> PASSAGE FOR REVIEW
::::::::

ACEP is pleased that federal policymakers and expert healthcare economics researchers continue to analyze the effects of various business practices across health care. The ongoing efforts to increase transparency related to consolidation of healthcare entities and the role of private equity are critical to identifying future strategies for improvements to the healthcare delivery system.
ACEP remains concerned about the lack of definitive data available to better assess the specific impacts of these practices on quality of care within complex healthcare systems. |
The U.S. Government Accountability Office (GAO) has released a new report on health care consolidation—developed with input from ACEP—that underscores how little is definitively known about the impact different types of consolidation have on quality of care.
Titled “Health Care Consolidation: Published Estimates of the Extent and Effects of Physician Consolidation,” the report was commissioned by Congress and tasked the GAO with studying the extent health care consolidation is taking place across Medicare and Medicaid markets, and how private equity could be contributing.
The report distinguished among several forms of consolidation, including hospital-physician integration, and physician consolidation with health insurers, corporate entities, and private equity firms, respectively. It found that at least in the available research, hospital-physician consolidation has not been shown to decrease quality of care overall.
However, GAO noted a striking gap: it could not identify sufficient studies assessing the quality effects of physician consolidation with insurers, corporate entities, or private equity.
New Evidence: Private Equity Hospital Acquisitions Linked to Higher ED Mortality
Just after the GAO report’s release, new research published in Annals of Internal Medicine has filled part of this evidence gap.
The Annals analysis did not examine physician practice acquisitions by private equity, but it provides the strongest evidence to date that private equity consolidation at the hospital level may adversely affect patient safety, particularly in emergency departments. |
A Harvard-led team examined outcomes in 49 hospitals acquired by private equity between 2010–2017, comparing them with nearly 300 control hospitals, finding that after acquisition, private equity hospitals cut emergency department (ED) and ICU staffing expenditures by 16–18%. These cuts were associated with a 13% relative increase in ED deaths—seven additional deaths per 10,000 visits—compared to controls.
Troubling Insurer Trends
The GAO report found that vertical consolidation of physician practices by insurers, which ACEP has long sounded the alarm on, continues to grow and underscores what emergency physicians are experiencing every day.

::::::::

[Stored data entries]
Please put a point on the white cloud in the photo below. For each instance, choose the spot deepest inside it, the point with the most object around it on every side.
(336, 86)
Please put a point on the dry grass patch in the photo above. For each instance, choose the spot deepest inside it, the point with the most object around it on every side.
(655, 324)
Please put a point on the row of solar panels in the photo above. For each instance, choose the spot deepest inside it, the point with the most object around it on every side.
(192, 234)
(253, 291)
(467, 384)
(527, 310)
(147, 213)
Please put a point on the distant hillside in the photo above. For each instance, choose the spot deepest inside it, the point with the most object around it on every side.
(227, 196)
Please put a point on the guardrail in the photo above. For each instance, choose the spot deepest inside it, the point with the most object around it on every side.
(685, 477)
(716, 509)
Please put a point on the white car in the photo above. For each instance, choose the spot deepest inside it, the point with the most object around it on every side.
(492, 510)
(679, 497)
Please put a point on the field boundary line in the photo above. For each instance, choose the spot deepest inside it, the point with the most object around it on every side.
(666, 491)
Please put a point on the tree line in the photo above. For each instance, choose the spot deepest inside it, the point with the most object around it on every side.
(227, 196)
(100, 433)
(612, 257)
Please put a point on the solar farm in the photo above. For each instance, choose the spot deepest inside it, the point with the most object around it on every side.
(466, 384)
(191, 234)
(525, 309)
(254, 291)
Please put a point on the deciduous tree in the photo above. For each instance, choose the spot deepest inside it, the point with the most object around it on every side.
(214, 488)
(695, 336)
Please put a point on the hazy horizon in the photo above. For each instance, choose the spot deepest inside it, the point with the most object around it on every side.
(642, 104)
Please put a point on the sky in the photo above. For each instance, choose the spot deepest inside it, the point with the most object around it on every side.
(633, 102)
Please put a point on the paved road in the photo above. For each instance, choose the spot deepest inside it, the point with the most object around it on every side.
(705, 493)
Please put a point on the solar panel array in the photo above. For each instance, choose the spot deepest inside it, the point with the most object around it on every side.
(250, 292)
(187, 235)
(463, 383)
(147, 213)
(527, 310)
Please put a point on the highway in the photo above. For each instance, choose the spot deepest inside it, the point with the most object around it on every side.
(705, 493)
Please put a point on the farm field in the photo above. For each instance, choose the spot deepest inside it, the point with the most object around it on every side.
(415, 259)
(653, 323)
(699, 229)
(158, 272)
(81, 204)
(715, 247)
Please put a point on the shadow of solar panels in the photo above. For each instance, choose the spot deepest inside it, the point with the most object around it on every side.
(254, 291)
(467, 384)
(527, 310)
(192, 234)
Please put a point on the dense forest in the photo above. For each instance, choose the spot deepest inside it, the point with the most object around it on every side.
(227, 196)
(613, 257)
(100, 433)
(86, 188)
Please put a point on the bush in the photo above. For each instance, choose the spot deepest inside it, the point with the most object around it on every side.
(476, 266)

::::::::

> DIRECTIONS
Answer these questions using the passage on health care consolidation.
1. What is the full title of the GAO report?
2. How many private equity–acquired hospitals did the Harvard-led team examine, and in what years were they acquired?
3. What relative increase in ED deaths was associated with the staffing cuts?

> RESPONSE FOR THIS EXERCISE
1. "Health Care Consolidation: Published Estimates of the Extent and Effects of Physician Consolidation"
2. 49 hospitals, acquired between 2010 and 2017
3. A 13% relative increase (seven additional deaths per 10,000 visits)